■ **What is required**:
Please return only the lines from the one holding "Target: player's hand" through the one holding "Target: man in green jacket", exactly as they appear in the records below, both ends included.

■ **Provided records**:

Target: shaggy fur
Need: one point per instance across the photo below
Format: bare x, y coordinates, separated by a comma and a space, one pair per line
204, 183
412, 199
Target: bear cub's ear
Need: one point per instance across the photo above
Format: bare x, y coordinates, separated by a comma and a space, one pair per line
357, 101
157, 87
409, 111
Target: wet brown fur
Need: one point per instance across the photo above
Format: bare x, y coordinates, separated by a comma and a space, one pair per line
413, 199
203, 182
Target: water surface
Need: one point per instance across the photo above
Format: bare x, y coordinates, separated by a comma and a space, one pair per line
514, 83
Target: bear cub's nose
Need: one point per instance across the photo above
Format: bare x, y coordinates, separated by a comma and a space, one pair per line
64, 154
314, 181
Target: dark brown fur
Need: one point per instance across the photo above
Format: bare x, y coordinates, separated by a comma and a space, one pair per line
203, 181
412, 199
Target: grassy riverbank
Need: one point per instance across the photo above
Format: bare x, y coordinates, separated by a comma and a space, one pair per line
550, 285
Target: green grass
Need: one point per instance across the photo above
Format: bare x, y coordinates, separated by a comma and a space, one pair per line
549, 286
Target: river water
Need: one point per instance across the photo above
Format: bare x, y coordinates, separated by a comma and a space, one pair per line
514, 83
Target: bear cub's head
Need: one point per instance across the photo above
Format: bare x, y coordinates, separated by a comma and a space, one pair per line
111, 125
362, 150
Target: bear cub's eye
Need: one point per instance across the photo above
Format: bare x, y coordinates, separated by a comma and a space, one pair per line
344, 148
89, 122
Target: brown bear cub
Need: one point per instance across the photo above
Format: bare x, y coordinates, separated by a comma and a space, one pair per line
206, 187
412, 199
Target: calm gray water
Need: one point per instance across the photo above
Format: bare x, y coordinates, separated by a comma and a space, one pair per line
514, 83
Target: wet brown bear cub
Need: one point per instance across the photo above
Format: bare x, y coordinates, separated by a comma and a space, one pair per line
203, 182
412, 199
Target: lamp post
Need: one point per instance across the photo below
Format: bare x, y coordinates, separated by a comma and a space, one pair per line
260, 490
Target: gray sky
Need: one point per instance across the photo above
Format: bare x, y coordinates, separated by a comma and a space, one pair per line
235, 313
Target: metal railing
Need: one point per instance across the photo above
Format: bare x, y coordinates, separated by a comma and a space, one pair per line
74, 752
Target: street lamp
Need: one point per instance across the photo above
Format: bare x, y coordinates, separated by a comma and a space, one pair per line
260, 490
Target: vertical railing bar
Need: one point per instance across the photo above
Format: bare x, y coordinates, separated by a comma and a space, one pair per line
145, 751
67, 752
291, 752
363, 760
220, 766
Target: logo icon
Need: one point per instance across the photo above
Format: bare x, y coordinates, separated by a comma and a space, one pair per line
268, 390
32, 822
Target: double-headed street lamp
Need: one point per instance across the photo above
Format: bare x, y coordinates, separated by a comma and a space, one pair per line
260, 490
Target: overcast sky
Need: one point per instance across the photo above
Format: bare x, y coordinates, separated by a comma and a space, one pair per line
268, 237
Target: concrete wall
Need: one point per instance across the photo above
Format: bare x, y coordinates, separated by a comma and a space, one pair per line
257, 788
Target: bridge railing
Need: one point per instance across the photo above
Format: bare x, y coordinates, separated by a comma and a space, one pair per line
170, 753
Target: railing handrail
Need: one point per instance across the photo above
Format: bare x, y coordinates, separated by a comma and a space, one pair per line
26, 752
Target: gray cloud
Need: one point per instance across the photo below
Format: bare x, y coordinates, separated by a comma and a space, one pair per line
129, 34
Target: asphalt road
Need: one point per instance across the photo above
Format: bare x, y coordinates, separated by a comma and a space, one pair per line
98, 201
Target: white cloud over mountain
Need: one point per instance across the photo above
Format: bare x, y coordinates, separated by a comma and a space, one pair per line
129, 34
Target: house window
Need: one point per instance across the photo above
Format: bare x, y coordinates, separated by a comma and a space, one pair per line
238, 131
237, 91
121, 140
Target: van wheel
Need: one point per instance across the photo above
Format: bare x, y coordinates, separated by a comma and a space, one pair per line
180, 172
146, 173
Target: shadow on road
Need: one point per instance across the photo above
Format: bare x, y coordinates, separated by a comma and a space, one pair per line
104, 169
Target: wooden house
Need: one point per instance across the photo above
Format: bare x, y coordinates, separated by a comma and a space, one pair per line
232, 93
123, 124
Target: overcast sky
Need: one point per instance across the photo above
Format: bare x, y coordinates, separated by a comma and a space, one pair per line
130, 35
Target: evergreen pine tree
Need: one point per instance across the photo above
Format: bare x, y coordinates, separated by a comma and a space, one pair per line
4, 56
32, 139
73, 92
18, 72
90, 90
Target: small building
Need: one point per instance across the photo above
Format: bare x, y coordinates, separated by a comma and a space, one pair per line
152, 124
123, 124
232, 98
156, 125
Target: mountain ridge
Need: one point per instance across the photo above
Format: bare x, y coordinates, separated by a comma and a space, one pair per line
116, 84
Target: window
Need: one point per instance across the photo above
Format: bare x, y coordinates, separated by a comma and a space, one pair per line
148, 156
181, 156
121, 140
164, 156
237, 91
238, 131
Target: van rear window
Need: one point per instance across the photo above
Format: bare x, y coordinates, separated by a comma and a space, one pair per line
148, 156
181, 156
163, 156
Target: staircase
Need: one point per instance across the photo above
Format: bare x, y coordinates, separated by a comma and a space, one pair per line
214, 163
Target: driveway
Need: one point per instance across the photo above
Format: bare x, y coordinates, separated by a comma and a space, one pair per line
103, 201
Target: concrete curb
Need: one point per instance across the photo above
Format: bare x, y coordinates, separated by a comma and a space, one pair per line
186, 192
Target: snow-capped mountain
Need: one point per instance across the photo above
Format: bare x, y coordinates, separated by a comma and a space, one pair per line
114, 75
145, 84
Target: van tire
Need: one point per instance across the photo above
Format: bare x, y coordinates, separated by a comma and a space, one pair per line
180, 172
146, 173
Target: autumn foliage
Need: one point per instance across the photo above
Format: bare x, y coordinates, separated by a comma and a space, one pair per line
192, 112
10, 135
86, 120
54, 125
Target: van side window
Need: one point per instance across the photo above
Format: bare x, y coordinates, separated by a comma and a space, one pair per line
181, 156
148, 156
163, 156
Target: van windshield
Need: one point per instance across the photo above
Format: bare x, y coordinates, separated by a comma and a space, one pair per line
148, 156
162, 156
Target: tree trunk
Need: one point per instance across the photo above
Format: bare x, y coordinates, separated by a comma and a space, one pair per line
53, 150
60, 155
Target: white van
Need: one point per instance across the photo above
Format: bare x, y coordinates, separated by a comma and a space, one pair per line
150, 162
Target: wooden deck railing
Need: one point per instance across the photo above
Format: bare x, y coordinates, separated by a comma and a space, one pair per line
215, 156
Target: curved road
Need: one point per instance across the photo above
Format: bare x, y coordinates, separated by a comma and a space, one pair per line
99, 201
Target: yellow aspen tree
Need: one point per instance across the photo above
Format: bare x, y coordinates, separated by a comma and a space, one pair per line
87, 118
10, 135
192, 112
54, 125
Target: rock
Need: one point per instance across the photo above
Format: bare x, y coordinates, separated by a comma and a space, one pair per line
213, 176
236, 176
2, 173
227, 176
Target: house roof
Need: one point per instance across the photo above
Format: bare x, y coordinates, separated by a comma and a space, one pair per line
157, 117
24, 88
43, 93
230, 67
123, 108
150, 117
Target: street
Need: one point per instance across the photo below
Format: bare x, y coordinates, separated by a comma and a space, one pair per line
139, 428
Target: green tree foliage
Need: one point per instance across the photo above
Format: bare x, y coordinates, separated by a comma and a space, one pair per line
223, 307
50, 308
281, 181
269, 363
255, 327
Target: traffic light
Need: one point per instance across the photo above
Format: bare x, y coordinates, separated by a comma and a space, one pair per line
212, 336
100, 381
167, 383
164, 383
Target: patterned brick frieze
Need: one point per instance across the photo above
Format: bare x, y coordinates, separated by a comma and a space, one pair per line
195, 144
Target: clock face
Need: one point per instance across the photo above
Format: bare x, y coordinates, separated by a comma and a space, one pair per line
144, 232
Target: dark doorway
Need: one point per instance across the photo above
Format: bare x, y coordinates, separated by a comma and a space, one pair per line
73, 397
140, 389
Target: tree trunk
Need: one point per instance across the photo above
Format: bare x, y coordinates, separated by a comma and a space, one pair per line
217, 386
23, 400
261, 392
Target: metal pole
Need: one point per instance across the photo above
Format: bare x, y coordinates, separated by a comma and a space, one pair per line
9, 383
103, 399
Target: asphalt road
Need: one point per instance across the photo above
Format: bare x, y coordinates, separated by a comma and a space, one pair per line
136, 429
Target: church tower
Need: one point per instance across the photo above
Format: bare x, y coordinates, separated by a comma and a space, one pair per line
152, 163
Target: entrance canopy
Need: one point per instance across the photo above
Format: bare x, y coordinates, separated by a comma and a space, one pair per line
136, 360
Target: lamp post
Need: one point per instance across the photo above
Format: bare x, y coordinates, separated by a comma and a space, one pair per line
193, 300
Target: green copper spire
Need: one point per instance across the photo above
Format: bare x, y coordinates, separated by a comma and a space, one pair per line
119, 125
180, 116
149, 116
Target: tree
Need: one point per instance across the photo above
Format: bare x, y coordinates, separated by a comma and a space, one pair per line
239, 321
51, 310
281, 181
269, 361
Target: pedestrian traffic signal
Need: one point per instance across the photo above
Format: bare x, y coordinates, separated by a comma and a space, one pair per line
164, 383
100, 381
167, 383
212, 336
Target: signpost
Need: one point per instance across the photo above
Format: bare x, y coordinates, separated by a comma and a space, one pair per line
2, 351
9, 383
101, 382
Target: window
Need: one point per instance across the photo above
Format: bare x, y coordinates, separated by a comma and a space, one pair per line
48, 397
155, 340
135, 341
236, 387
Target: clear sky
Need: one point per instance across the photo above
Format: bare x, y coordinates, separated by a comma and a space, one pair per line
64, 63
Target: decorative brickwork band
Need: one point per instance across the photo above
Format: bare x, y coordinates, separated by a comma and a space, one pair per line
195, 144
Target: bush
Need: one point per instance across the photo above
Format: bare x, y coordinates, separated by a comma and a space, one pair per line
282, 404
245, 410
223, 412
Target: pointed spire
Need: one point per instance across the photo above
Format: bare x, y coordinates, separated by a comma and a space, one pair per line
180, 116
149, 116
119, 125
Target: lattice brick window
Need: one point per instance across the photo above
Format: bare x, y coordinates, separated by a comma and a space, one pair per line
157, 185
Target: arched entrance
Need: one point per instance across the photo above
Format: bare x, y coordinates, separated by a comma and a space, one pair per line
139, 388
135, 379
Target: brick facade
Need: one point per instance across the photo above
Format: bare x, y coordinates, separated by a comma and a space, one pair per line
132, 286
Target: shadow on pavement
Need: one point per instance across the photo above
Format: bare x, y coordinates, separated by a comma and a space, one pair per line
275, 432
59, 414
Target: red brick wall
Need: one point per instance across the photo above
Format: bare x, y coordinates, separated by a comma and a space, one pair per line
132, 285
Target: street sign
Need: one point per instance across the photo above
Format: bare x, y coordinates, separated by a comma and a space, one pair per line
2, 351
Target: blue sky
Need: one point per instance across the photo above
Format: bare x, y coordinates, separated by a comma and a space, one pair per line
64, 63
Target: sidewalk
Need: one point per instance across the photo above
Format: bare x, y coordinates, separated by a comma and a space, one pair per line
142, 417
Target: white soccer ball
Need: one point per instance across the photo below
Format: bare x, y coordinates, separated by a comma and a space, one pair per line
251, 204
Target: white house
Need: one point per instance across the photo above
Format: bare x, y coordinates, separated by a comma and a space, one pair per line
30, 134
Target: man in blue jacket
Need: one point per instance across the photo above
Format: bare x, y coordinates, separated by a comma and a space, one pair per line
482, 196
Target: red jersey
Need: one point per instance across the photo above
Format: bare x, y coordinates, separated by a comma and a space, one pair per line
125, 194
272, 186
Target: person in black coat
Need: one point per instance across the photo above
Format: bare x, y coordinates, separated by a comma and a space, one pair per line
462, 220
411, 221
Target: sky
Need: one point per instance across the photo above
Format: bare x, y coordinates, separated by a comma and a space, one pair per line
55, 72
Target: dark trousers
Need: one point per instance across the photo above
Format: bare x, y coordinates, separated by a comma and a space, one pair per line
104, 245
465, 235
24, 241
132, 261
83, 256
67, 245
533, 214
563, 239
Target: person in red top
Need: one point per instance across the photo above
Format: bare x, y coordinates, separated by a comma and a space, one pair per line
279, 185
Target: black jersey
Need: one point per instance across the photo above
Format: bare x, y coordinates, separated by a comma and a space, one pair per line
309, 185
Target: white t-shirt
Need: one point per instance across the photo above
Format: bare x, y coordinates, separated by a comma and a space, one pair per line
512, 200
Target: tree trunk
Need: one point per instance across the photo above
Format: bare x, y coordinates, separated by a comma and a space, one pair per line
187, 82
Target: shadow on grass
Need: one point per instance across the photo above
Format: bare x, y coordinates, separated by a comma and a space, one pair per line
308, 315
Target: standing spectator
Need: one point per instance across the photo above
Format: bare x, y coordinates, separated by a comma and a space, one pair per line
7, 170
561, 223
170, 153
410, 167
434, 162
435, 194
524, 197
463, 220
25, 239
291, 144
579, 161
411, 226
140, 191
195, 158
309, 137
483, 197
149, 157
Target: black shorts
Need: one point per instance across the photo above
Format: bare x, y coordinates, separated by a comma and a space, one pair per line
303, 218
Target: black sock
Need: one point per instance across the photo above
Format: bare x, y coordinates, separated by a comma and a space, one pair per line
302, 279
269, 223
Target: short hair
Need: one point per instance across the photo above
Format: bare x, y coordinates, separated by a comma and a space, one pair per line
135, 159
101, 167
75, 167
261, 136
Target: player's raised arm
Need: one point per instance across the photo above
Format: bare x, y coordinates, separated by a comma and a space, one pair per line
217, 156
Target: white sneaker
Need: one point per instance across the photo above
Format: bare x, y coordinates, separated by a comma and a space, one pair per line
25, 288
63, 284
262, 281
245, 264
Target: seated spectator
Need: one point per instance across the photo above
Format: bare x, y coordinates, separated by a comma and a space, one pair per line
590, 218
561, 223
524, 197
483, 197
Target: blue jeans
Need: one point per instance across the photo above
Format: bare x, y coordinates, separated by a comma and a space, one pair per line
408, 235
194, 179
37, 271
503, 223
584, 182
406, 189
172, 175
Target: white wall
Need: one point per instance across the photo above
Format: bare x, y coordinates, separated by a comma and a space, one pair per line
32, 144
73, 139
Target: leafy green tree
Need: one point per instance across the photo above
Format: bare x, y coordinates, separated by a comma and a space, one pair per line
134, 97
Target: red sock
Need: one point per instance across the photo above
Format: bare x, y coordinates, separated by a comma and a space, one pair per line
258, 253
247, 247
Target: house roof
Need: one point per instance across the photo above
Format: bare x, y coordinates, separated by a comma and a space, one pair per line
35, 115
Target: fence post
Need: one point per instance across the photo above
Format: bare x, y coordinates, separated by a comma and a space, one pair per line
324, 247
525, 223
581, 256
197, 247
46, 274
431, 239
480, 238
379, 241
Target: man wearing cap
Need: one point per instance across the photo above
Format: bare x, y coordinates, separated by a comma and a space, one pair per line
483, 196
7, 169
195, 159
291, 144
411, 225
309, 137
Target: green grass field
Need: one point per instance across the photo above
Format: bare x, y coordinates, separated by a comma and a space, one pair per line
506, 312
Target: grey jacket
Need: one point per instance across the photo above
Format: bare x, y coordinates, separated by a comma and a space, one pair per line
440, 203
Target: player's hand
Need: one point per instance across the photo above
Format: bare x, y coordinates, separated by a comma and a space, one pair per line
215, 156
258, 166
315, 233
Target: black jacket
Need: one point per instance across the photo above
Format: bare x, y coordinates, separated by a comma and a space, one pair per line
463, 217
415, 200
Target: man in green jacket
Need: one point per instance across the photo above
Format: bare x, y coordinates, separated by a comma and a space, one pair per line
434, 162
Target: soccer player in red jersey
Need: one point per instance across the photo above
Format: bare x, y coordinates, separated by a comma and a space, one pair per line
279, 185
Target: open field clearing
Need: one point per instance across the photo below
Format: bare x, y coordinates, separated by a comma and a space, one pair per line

■ **The completed task**:
Target: player's hand
Need: one point per instance across the photo above
Format: bare x, y coordinates, separated by a comma and a space, one pair per line
215, 156
258, 166
315, 233
Target: black jacket
Need: one point per instance across the photo above
Format: bare x, y coordinates, separated by a comma and a space, one pair per line
463, 217
415, 200
Target: man in green jacket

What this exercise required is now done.